(Data entries)

________________

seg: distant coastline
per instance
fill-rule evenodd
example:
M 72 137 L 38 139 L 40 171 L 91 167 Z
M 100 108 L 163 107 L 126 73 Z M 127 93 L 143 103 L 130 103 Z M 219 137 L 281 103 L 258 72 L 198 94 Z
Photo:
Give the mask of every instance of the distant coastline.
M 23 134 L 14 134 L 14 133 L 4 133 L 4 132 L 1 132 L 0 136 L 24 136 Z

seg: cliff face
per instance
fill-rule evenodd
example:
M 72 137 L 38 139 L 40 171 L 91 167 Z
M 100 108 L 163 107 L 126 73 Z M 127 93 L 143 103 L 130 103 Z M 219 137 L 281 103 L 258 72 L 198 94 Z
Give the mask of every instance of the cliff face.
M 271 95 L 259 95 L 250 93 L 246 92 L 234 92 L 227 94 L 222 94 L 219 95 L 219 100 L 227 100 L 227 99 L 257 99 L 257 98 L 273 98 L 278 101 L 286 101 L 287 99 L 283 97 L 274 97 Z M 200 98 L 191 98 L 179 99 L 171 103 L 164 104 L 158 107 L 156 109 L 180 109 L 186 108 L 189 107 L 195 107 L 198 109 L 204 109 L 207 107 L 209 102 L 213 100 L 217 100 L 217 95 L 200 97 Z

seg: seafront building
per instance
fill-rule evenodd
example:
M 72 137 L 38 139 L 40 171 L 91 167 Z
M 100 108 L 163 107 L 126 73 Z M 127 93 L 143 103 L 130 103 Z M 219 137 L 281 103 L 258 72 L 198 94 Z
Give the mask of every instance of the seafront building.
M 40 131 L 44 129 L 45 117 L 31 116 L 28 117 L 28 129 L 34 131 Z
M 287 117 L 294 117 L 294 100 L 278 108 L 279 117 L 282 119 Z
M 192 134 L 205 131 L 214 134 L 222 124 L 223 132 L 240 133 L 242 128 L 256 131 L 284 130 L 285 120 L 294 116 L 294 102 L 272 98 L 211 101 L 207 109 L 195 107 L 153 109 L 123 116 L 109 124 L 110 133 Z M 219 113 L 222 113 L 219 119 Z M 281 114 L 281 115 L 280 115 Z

________________

# WORK TO DO:
Put every line of the data above into a Markdown table with two columns, Row and Line. Number the rows in order and leave out blank lines.

# TASK RESULT:
| Row | Line |
|---|---|
| 1 | seg: distant coastline |
| 2 | per instance |
| 3 | fill-rule evenodd |
| 4 | example: |
| 5 | M 72 137 L 38 139 L 40 171 L 91 167 Z |
| 6 | M 100 108 L 163 107 L 126 73 Z M 127 93 L 143 103 L 130 103 Z M 219 137 L 281 103 L 258 72 L 198 94 Z |
| 7 | Photo: |
| 8 | Give the mask of every instance of the distant coastline. |
| 9 | M 23 134 L 14 134 L 14 133 L 4 133 L 4 132 L 1 132 L 0 136 L 24 136 Z |
| 10 | seg: cliff face |
| 11 | per instance |
| 12 | fill-rule evenodd |
| 13 | example: |
| 14 | M 72 137 L 38 139 L 40 171 L 91 167 Z |
| 15 | M 100 108 L 163 107 L 126 73 Z M 127 93 L 143 103 L 130 103 Z M 219 137 L 281 103 L 258 72 L 198 94 Z |
| 16 | Give the mask of every instance of the cliff face. |
| 17 | M 271 95 L 259 95 L 250 93 L 246 92 L 234 92 L 227 94 L 222 94 L 219 95 L 219 100 L 227 100 L 227 99 L 257 99 L 257 98 L 273 98 L 278 101 L 286 101 L 287 99 L 283 97 L 274 97 Z M 200 98 L 191 98 L 179 99 L 171 103 L 164 104 L 158 107 L 156 109 L 180 109 L 186 108 L 189 107 L 195 107 L 198 109 L 204 109 L 207 107 L 209 102 L 213 100 L 217 100 L 217 95 L 200 97 Z |
| 18 | seg: seafront building |
| 19 | per instance |
| 20 | fill-rule evenodd |
| 21 | example: |
| 22 | M 72 137 L 38 139 L 40 171 L 91 167 Z |
| 23 | M 100 108 L 163 107 L 126 73 Z M 127 93 L 143 103 L 130 103 Z M 219 137 L 281 103 L 258 72 L 198 94 Z |
| 24 | Give the mask of every instance of the seafront building. |
| 25 | M 40 131 L 44 129 L 45 117 L 31 116 L 28 117 L 28 129 L 34 131 Z |
| 26 | M 287 117 L 294 117 L 294 100 L 278 108 L 279 117 L 282 119 Z |
| 27 | M 192 134 L 205 131 L 214 134 L 222 124 L 223 132 L 240 133 L 242 128 L 256 131 L 284 130 L 285 120 L 294 116 L 294 102 L 272 98 L 211 101 L 207 109 L 195 107 L 153 109 L 123 116 L 109 124 L 110 133 Z M 219 113 L 222 113 L 219 119 Z M 281 114 L 281 115 L 280 115 Z |